GIVEN PASSAGE:
- - -

[Tutor] Dictionaries of Tuples of Strings
Bill Sconce
sconce at in-spec-inc.com
Fri Feb 23 23:17:48 CET 2007
On Fri, 23 Feb 2007 13:45:54 -0800 (PST)
Terry Carroll <carroll at tjc.com> wrote:
> > Any other way to create an empty tuple?
>
> Answering my own question:
>
> >>> t=()
> >>> type(t)
> <type 'tuple'>
Giving the lie to my earlier summary (that tuples are
indicated by commas only -- arrgh :)
______________________________________________________________________
All right, then, let's get it right. From THE tutorial (in the kit):
A tuple consists of a number of values separated by commas,
for instance:
>>> t = 12345, 54321, 'hello!'
>>> t[0]
12345
>>> t
(12345, 54321, 'hello!')
...As you see, on output tuples are always enclosed in parentheses,
so that nested tuples are interpreted correctly; they may be input
with or without surrounding parentheses, although often parentheses
are necessary anyway (if the tuple is part of a larger expression).

- - -

RECORD SET:
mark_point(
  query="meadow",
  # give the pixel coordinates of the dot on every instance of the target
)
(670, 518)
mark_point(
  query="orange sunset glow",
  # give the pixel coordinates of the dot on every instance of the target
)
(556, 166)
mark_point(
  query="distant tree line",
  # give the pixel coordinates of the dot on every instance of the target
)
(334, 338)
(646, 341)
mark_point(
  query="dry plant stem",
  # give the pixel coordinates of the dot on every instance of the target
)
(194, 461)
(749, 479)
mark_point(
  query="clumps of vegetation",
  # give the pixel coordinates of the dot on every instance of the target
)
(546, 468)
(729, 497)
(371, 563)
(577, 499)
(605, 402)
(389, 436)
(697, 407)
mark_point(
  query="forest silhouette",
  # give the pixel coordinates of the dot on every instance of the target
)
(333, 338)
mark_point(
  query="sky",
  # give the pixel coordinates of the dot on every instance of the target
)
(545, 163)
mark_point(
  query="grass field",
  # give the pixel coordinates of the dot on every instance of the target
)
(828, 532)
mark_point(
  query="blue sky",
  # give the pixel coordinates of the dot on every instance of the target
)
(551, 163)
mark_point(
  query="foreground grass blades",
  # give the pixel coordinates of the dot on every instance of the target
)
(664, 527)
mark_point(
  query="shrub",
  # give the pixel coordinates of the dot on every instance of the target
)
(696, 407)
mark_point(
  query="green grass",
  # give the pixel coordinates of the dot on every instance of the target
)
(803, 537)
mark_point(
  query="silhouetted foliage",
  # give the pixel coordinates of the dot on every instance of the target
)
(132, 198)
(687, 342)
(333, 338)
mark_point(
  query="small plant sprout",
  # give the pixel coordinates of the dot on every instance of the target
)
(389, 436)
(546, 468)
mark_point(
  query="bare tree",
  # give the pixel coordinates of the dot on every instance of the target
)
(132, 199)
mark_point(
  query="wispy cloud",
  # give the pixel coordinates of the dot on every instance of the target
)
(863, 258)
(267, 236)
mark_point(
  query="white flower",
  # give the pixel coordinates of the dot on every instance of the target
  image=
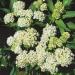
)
(30, 38)
(32, 58)
(19, 5)
(39, 15)
(24, 22)
(41, 55)
(21, 13)
(43, 7)
(19, 35)
(10, 40)
(22, 59)
(16, 49)
(50, 64)
(64, 56)
(9, 18)
(48, 32)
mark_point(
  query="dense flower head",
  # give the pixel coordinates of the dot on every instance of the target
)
(64, 37)
(25, 13)
(10, 40)
(22, 59)
(43, 7)
(24, 22)
(32, 58)
(52, 42)
(18, 5)
(30, 38)
(9, 18)
(39, 16)
(50, 64)
(64, 56)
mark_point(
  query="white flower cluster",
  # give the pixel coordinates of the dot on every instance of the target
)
(39, 16)
(19, 5)
(64, 56)
(26, 37)
(58, 42)
(43, 7)
(25, 17)
(58, 10)
(48, 31)
(22, 59)
(30, 38)
(24, 22)
(9, 18)
(32, 58)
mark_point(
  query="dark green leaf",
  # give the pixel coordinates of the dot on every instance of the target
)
(50, 5)
(69, 14)
(67, 2)
(71, 25)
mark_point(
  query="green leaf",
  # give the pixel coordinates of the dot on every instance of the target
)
(69, 14)
(61, 25)
(50, 5)
(67, 2)
(71, 25)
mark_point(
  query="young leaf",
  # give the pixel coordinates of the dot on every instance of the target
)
(50, 5)
(5, 10)
(61, 25)
(67, 2)
(71, 25)
(69, 14)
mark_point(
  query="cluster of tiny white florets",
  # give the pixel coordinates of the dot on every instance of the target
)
(9, 18)
(64, 56)
(58, 42)
(43, 7)
(48, 32)
(22, 59)
(50, 64)
(26, 37)
(32, 58)
(39, 16)
(19, 5)
(25, 13)
(30, 38)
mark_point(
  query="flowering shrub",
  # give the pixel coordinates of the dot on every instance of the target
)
(42, 40)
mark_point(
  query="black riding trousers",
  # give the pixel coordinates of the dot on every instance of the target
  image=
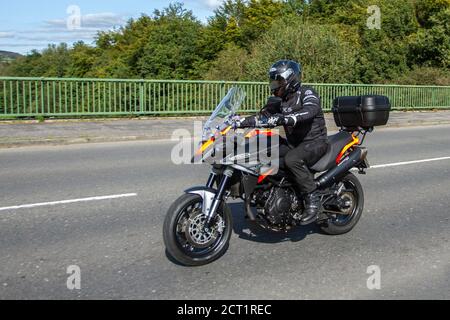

- - -

EXERCISE AIM: Reproduce everything in the tuples post from "[Tutor] Dictionaries of" down to "an empty tuple?", unchanged. None of the entries are needed for this work.

FINISHED TASK:
[Tutor] Dictionaries of Tuples of Strings
Bill Sconce
sconce at in-spec-inc.com
Fri Feb 23 23:17:48 CET 2007
On Fri, 23 Feb 2007 13:45:54 -0800 (PST)
Terry Carroll <carroll at tjc.com> wrote:
> > Any other way to create an empty tuple?